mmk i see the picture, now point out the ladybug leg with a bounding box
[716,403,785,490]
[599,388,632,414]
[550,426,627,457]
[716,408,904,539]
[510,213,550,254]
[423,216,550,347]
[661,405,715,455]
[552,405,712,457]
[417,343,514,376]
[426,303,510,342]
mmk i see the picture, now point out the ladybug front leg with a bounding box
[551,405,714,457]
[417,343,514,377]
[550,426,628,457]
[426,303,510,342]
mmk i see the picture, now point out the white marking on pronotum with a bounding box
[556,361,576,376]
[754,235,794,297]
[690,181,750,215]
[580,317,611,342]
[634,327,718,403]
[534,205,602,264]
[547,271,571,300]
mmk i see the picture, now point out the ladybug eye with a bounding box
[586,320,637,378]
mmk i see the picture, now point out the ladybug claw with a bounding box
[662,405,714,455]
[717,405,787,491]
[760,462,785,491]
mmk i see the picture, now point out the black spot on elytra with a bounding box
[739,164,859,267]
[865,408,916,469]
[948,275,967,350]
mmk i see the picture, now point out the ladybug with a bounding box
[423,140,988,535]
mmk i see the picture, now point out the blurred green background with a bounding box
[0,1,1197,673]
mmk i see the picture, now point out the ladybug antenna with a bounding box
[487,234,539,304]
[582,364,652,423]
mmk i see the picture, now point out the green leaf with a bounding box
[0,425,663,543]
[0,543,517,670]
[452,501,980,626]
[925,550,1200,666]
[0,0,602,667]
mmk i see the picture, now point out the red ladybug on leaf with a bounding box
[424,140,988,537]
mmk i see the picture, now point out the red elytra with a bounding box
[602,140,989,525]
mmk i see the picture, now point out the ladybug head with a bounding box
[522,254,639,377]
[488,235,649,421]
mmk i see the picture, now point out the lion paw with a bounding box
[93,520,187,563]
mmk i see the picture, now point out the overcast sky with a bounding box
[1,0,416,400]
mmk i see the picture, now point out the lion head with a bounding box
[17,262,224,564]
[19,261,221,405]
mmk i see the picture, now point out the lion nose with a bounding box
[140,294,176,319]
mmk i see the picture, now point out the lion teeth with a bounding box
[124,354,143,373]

* _What is being asked_: Using the records above as the source, restate each line verbatim.

* _Response for this exercise_:
mmk i see the picture, now point out the ladybug leg with a bounding box
[716,403,785,490]
[599,388,632,414]
[550,426,627,457]
[716,408,904,539]
[510,213,550,254]
[423,216,550,347]
[661,405,715,455]
[552,405,712,457]
[417,343,514,376]
[426,303,510,342]
mmk i see the picture, now point out the ladybug front leg with a bounding box
[551,405,714,457]
[417,343,514,377]
[550,426,628,457]
[426,303,510,342]
mmk i see the picture, now point out the white marking on pronotum with a bounding box
[556,361,576,376]
[754,235,794,297]
[690,181,750,215]
[580,317,611,342]
[634,327,718,403]
[534,205,602,264]
[547,271,571,300]
mmk i see the picture, now point out the ladybug eye with a bounding box
[586,320,637,378]
mmk i see the picture, now point out the ladybug claw with a bounding box
[662,405,714,455]
[717,405,787,491]
[760,462,785,491]
mmk i see the picture, now point out the black spot on elytra with a bounding box
[739,164,859,267]
[865,408,916,469]
[948,275,967,350]
mmk i see the picture, now point out the ladybug with a bounding box
[423,140,988,535]
mmk i see the picture, now point out the blurred green background with a bounding box
[0,1,1197,673]
mmk i see the picture, now point out the ladybug antenna with a bounding box
[487,234,539,304]
[582,364,652,423]
mmk i see the picture, now point out the green leaf with a bounding box
[0,425,663,543]
[0,543,517,670]
[452,501,980,626]
[925,550,1200,666]
[0,0,602,667]
mmk i see the picture, now point out the red ladybug on leaf with a bounding box
[424,140,988,537]
mmk i see the picture, now point out the red elytra with a bounding box
[602,140,989,525]
mmk i see the picture, now point out the ladybug head with a bounding box
[522,254,639,377]
[488,235,649,421]
mmk i see the picture, now point out the lion paw with a bounding box
[93,520,187,563]
mmk i see the picture, now point out the overcast sky with a bounding box
[1,0,416,400]
mmk i see the picture, now point out the lion head with a bounding box
[17,262,224,564]
[19,261,221,405]
mmk i see the picture, now point out the lion nose with a bounding box
[140,294,176,319]
mmk i see the picture, now point out the lion teeth with a bounding box
[124,354,143,373]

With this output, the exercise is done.